## [Your objective]
Your answer should be every line from the records that contains "racing".

## [Dataset records]
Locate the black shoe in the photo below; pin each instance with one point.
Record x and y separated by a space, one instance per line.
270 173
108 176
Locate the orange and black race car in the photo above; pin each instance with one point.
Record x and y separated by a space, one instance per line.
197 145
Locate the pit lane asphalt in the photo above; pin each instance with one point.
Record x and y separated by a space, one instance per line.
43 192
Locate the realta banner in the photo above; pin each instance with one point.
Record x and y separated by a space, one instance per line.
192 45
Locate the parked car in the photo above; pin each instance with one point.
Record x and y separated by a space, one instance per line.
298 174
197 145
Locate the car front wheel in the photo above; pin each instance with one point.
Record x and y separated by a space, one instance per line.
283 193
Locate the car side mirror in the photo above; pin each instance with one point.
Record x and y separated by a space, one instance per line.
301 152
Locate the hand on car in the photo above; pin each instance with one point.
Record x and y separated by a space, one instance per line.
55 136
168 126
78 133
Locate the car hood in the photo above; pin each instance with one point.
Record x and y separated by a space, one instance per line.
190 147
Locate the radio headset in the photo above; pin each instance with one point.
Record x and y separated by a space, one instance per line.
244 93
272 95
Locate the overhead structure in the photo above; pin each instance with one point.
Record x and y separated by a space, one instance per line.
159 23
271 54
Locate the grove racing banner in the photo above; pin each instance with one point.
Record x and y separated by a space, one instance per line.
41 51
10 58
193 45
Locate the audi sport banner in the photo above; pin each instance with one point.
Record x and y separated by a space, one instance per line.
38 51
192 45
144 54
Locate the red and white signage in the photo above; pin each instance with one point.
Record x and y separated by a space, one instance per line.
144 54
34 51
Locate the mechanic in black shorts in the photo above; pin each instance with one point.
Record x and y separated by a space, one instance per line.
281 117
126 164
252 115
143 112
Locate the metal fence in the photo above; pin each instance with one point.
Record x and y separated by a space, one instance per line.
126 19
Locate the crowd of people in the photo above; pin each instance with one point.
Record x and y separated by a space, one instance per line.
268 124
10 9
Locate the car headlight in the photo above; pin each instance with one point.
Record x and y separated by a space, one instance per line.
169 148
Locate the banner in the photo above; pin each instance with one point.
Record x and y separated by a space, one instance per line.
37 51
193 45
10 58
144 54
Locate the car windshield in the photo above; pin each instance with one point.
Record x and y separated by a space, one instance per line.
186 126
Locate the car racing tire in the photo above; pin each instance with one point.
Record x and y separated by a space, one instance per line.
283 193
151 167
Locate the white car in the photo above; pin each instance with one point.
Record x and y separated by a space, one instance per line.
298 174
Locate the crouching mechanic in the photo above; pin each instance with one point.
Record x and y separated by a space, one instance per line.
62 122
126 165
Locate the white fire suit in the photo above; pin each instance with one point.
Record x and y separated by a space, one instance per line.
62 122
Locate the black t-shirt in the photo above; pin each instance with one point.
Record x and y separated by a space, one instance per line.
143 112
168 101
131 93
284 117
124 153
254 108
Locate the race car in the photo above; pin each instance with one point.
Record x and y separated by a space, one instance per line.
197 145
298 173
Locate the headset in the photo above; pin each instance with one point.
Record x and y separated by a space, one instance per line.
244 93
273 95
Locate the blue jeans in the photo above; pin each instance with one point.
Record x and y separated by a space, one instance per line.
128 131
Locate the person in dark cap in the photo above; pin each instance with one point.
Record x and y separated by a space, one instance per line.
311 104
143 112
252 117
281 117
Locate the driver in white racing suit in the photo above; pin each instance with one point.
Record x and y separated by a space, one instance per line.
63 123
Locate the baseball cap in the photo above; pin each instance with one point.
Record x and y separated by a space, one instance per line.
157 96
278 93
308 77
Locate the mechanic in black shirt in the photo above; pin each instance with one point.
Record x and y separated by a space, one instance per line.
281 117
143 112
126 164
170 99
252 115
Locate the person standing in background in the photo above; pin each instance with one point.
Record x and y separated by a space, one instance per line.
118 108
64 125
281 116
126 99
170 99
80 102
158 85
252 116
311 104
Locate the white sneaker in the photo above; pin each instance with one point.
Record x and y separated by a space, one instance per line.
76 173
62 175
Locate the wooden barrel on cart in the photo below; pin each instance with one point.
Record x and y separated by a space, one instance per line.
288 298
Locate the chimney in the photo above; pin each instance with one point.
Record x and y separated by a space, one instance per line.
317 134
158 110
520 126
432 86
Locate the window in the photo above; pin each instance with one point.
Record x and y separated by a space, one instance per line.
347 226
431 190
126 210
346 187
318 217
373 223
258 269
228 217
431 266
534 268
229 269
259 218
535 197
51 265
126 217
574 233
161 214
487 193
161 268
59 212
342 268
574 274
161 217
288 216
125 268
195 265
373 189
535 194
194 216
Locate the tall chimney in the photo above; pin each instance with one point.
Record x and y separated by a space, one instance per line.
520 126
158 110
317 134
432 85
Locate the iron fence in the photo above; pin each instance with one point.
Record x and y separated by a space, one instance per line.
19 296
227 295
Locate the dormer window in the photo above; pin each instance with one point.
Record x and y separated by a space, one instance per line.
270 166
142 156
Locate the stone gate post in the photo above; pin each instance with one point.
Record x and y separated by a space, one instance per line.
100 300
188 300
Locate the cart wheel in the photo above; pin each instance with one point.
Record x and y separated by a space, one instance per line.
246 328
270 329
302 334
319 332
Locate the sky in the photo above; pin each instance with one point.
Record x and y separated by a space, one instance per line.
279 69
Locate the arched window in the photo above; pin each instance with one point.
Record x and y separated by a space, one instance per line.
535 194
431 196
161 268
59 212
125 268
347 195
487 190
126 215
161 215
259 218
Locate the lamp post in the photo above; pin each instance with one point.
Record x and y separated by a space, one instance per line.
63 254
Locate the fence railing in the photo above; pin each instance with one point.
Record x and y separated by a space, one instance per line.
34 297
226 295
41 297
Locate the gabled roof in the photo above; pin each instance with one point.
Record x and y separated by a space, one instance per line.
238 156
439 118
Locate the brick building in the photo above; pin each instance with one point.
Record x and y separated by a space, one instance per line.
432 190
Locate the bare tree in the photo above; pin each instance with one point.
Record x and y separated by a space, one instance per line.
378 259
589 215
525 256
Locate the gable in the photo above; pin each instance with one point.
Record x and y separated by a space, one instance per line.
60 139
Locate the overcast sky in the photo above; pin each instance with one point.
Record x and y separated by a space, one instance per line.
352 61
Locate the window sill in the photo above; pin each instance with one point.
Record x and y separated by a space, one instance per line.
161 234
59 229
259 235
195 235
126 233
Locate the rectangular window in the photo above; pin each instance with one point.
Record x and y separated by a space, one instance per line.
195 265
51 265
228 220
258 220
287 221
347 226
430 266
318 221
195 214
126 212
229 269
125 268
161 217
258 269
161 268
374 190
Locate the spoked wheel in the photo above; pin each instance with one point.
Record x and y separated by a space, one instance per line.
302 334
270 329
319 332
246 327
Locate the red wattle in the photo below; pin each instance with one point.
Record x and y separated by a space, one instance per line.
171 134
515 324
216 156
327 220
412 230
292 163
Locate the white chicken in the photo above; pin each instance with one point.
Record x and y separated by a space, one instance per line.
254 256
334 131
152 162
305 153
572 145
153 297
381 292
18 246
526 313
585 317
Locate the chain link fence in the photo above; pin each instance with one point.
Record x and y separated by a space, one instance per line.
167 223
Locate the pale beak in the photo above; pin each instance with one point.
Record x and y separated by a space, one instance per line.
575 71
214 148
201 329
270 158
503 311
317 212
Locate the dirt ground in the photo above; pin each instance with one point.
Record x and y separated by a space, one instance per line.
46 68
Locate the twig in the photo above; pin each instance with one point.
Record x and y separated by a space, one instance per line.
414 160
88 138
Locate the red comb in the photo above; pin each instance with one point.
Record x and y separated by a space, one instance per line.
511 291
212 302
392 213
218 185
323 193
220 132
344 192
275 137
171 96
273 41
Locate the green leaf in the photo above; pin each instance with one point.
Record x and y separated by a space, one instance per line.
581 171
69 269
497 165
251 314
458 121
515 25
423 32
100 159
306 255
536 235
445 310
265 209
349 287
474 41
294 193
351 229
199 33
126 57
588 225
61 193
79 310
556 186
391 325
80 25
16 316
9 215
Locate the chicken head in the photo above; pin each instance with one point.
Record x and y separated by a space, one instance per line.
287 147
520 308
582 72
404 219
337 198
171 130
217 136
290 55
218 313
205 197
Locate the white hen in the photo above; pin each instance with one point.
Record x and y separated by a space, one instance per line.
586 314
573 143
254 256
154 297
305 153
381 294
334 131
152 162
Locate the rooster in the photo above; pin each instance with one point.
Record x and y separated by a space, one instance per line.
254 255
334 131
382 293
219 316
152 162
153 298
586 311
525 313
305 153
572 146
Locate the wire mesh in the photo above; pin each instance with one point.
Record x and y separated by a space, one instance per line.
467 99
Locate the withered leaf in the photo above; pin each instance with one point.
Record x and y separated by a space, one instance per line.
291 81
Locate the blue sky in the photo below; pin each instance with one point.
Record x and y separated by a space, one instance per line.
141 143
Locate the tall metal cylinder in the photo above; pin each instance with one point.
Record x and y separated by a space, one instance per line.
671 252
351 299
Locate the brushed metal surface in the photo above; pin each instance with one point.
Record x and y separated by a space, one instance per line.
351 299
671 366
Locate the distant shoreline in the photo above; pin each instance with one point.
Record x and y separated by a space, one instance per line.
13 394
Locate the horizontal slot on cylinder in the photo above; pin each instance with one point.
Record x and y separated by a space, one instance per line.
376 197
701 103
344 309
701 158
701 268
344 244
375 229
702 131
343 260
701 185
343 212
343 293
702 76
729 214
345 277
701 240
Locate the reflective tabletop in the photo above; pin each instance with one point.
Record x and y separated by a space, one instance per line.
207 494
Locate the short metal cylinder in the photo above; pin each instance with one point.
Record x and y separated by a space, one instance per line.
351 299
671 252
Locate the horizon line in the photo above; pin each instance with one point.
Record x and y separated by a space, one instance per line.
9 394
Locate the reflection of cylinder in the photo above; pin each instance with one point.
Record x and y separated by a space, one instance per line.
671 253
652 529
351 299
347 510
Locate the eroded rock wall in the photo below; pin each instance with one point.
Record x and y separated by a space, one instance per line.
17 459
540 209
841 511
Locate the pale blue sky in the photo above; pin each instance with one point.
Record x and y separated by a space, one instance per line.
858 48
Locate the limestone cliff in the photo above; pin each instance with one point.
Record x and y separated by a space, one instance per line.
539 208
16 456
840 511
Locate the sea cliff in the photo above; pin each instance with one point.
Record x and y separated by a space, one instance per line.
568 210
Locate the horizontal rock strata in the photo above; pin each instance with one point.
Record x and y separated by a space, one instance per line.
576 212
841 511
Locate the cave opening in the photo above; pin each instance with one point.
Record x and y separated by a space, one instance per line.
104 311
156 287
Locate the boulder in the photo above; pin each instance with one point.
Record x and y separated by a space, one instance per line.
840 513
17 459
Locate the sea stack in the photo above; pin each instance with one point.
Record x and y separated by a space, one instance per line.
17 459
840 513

## [Final answer]
Locate the grove racing banner in the photo above; pin each instance with one point.
Locate the car racing tire in the photo above; pin each instance with one point.
Locate the driver in white racing suit in the photo above; pin each instance with one point.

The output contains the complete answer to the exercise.